→ Short exercise
How many lines of the material below contain the word "building"? Reply with the number alone.

→ Exercise input
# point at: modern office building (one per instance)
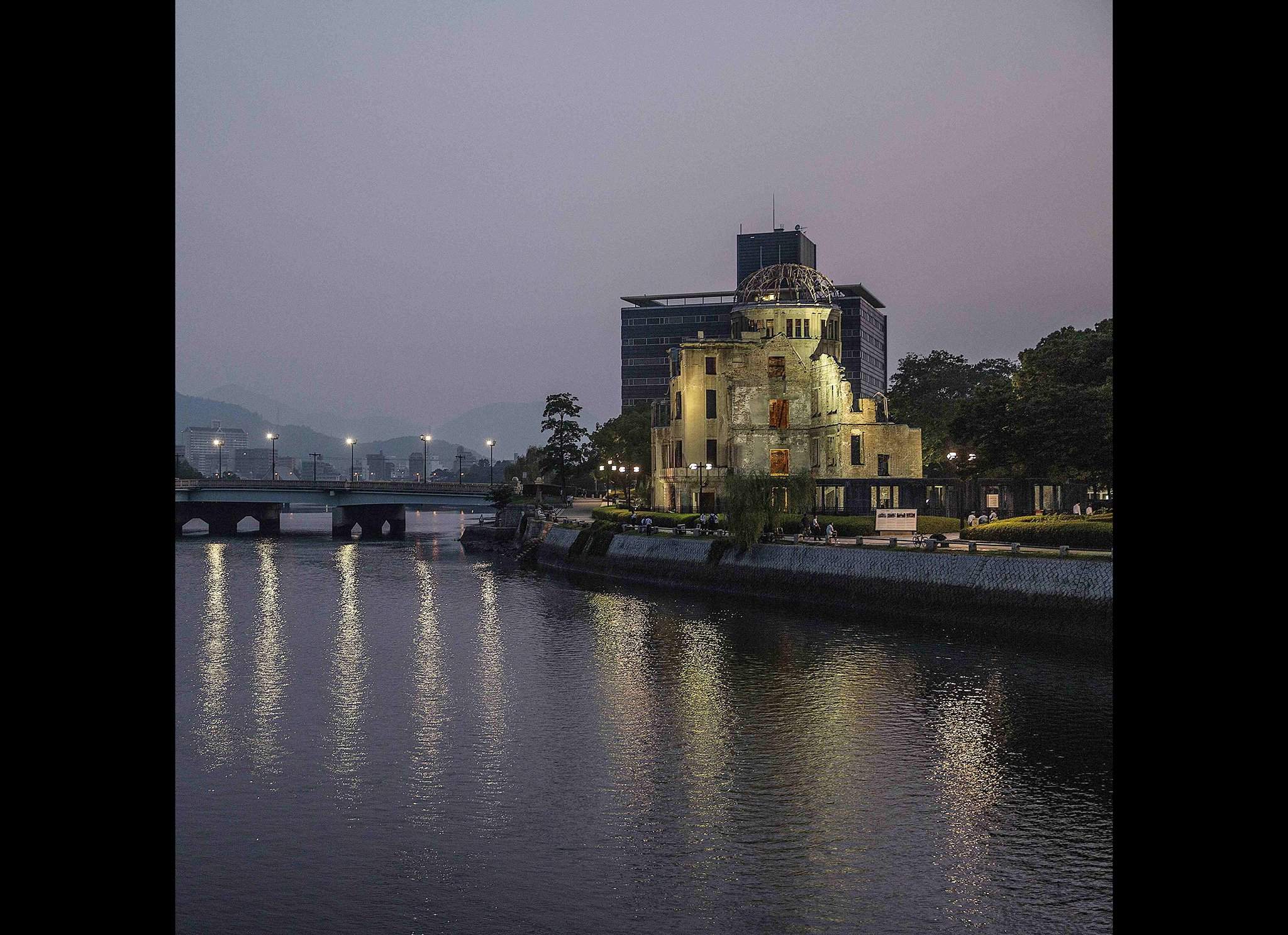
(774, 398)
(379, 467)
(656, 325)
(204, 455)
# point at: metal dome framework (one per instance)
(787, 284)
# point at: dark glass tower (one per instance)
(774, 246)
(652, 325)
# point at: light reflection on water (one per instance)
(490, 739)
(270, 677)
(348, 687)
(457, 744)
(216, 660)
(431, 692)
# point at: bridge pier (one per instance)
(270, 521)
(341, 522)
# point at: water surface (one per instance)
(393, 736)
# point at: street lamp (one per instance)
(701, 469)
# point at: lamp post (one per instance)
(701, 469)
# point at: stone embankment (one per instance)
(1068, 595)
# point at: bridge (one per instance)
(367, 504)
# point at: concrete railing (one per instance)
(389, 486)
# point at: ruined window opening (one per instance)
(779, 414)
(780, 462)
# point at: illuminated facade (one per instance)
(775, 397)
(656, 325)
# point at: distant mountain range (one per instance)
(514, 426)
(298, 441)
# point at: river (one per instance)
(394, 736)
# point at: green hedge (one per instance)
(1076, 533)
(866, 526)
(845, 526)
(663, 521)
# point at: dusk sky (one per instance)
(420, 207)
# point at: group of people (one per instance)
(811, 527)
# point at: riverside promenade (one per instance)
(582, 508)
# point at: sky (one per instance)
(420, 207)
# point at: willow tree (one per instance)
(754, 502)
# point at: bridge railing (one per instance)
(364, 486)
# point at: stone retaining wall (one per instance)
(961, 585)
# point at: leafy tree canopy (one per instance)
(928, 392)
(564, 451)
(1055, 416)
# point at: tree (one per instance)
(928, 393)
(755, 501)
(625, 440)
(1054, 418)
(564, 451)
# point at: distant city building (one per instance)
(326, 472)
(774, 398)
(204, 455)
(379, 468)
(656, 325)
(255, 464)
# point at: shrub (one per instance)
(866, 526)
(1076, 533)
(662, 521)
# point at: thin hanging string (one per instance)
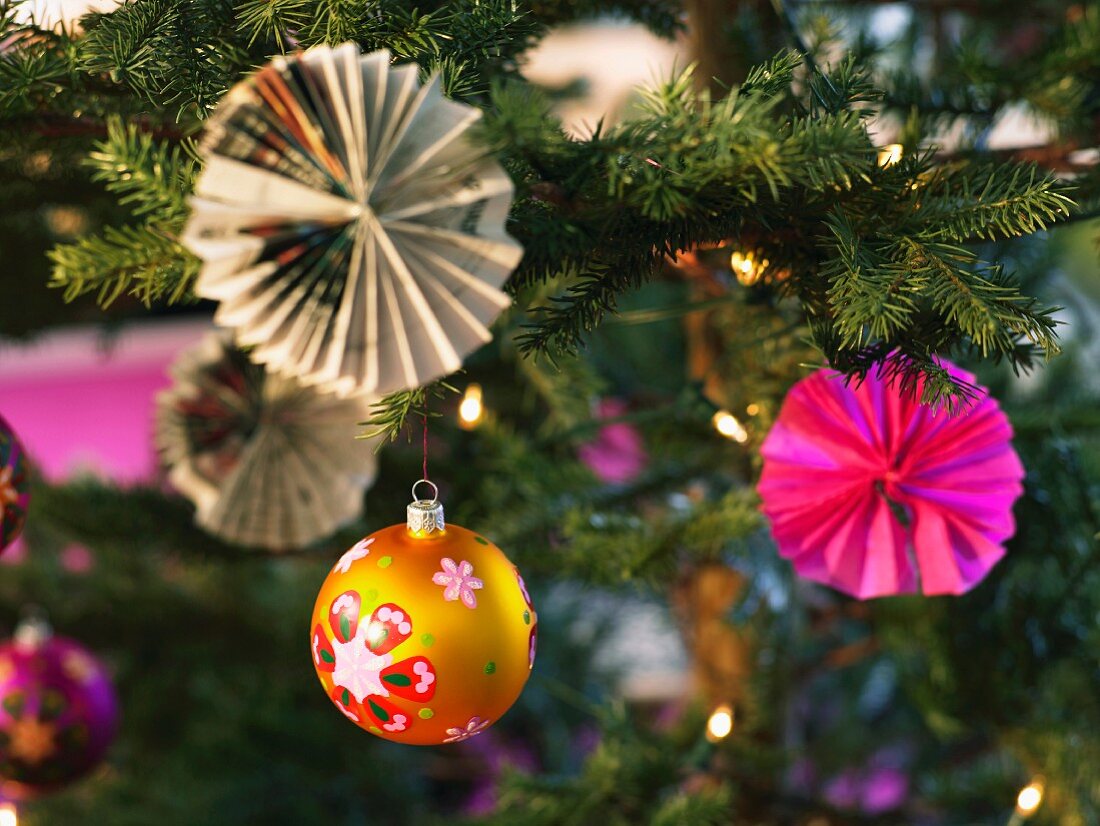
(425, 469)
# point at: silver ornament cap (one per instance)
(425, 517)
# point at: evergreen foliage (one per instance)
(626, 230)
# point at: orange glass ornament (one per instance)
(424, 632)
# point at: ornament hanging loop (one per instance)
(435, 491)
(425, 517)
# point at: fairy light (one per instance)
(1030, 799)
(747, 267)
(471, 409)
(726, 423)
(890, 154)
(719, 724)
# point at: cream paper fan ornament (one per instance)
(266, 460)
(351, 231)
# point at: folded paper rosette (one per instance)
(266, 460)
(350, 230)
(875, 494)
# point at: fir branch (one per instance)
(966, 201)
(153, 178)
(140, 261)
(389, 414)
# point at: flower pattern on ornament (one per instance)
(458, 582)
(365, 676)
(8, 493)
(475, 726)
(398, 723)
(354, 553)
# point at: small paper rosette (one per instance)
(875, 494)
(351, 231)
(266, 460)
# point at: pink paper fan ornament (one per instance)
(875, 494)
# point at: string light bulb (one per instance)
(719, 724)
(471, 410)
(747, 267)
(727, 425)
(1030, 799)
(890, 154)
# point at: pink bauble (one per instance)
(57, 713)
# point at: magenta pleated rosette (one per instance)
(873, 494)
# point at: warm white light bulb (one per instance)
(890, 154)
(471, 409)
(1030, 799)
(719, 724)
(747, 267)
(726, 423)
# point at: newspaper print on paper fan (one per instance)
(266, 461)
(350, 230)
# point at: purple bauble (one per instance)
(14, 485)
(57, 712)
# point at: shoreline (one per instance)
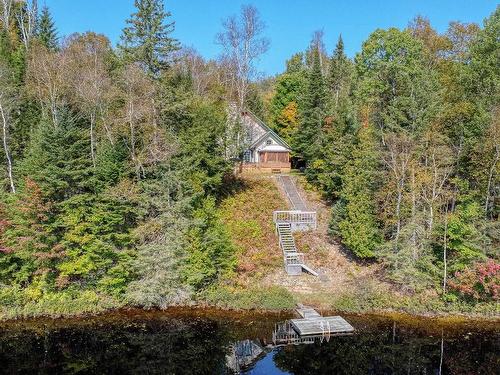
(204, 309)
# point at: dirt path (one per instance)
(337, 272)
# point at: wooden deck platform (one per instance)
(321, 325)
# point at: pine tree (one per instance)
(339, 77)
(359, 229)
(47, 32)
(307, 140)
(147, 38)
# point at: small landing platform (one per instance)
(321, 325)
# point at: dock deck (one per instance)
(312, 327)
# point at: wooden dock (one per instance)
(333, 325)
(311, 327)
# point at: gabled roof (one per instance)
(268, 130)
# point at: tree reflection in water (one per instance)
(166, 344)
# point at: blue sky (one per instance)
(289, 24)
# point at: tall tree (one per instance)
(89, 80)
(339, 76)
(7, 107)
(242, 45)
(147, 38)
(284, 105)
(307, 139)
(359, 227)
(47, 32)
(27, 20)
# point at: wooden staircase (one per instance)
(293, 260)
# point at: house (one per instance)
(264, 149)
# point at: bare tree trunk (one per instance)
(92, 140)
(6, 148)
(490, 178)
(445, 249)
(27, 25)
(6, 7)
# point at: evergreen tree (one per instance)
(147, 39)
(359, 228)
(57, 159)
(307, 139)
(339, 77)
(284, 106)
(335, 151)
(47, 32)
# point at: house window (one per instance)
(247, 156)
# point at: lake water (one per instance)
(216, 342)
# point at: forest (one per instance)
(115, 159)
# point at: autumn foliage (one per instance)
(479, 282)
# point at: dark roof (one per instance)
(267, 128)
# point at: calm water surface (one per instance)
(215, 342)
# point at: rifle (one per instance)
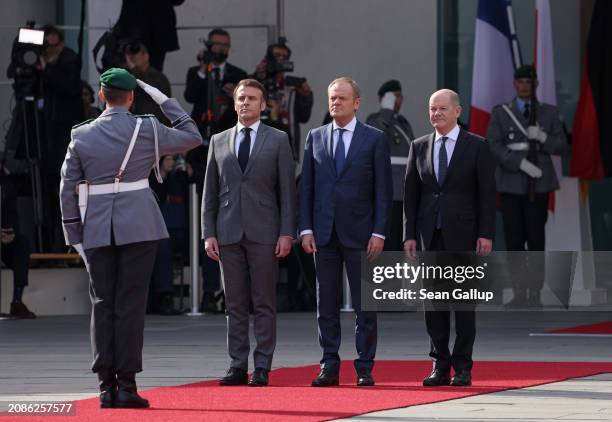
(532, 154)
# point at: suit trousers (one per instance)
(249, 272)
(328, 262)
(438, 328)
(119, 277)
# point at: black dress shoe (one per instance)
(364, 378)
(259, 378)
(462, 379)
(326, 378)
(108, 388)
(127, 396)
(234, 376)
(437, 378)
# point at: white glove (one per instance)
(157, 96)
(79, 248)
(531, 169)
(388, 101)
(536, 132)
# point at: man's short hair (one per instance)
(135, 47)
(253, 83)
(52, 29)
(218, 31)
(351, 82)
(114, 95)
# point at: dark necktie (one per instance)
(339, 156)
(442, 170)
(442, 162)
(244, 149)
(217, 75)
(526, 111)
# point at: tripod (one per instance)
(24, 138)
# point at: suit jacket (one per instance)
(466, 200)
(259, 204)
(355, 203)
(95, 154)
(503, 131)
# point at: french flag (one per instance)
(496, 56)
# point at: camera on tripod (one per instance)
(25, 56)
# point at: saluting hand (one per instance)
(211, 246)
(308, 243)
(157, 96)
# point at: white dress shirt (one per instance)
(240, 135)
(450, 147)
(347, 136)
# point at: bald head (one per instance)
(444, 110)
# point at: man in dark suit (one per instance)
(248, 223)
(449, 205)
(152, 22)
(345, 209)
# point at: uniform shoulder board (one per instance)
(83, 123)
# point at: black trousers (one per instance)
(438, 328)
(16, 256)
(524, 222)
(118, 285)
(395, 240)
(328, 265)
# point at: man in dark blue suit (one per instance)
(345, 209)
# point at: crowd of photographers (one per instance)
(62, 100)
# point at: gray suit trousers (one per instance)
(250, 271)
(118, 287)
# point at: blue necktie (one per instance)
(339, 156)
(442, 170)
(442, 162)
(244, 149)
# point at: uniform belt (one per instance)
(85, 189)
(399, 160)
(123, 187)
(518, 146)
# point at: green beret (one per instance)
(525, 71)
(118, 78)
(389, 86)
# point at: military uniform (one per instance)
(524, 218)
(122, 223)
(398, 133)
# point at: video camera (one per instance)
(25, 56)
(208, 56)
(274, 67)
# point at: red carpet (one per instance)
(291, 398)
(601, 328)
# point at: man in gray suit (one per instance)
(115, 223)
(524, 216)
(248, 223)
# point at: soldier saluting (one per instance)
(110, 216)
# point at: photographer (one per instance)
(213, 111)
(138, 62)
(289, 98)
(15, 248)
(213, 61)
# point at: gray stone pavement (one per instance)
(48, 359)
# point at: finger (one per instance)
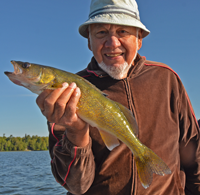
(71, 107)
(40, 99)
(62, 101)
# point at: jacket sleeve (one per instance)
(189, 145)
(73, 167)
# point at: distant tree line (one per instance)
(23, 143)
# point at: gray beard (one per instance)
(117, 73)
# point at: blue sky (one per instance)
(46, 32)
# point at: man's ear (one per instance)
(139, 39)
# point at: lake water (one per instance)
(26, 173)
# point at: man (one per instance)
(152, 91)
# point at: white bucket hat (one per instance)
(119, 12)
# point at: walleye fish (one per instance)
(114, 121)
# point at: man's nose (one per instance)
(112, 41)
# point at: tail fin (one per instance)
(148, 164)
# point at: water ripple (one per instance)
(27, 173)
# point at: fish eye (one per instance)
(26, 65)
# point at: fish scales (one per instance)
(112, 119)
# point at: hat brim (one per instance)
(118, 19)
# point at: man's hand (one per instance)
(59, 106)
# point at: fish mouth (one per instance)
(17, 69)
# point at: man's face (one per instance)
(114, 44)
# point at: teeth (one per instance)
(113, 55)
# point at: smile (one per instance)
(114, 55)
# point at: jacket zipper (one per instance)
(132, 109)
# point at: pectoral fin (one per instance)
(110, 141)
(54, 84)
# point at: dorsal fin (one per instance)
(131, 119)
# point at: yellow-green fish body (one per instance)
(112, 119)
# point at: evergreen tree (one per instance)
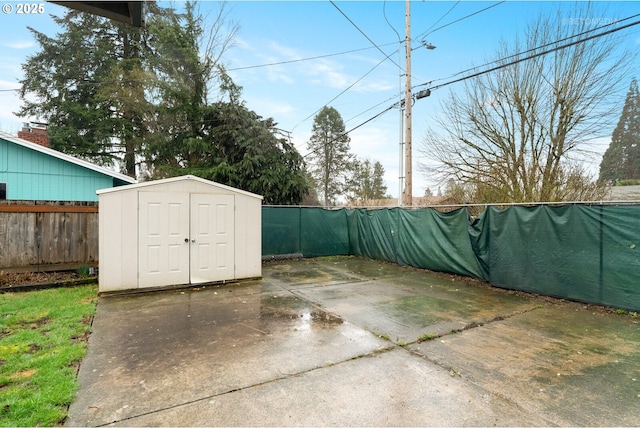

→ Solved problem
2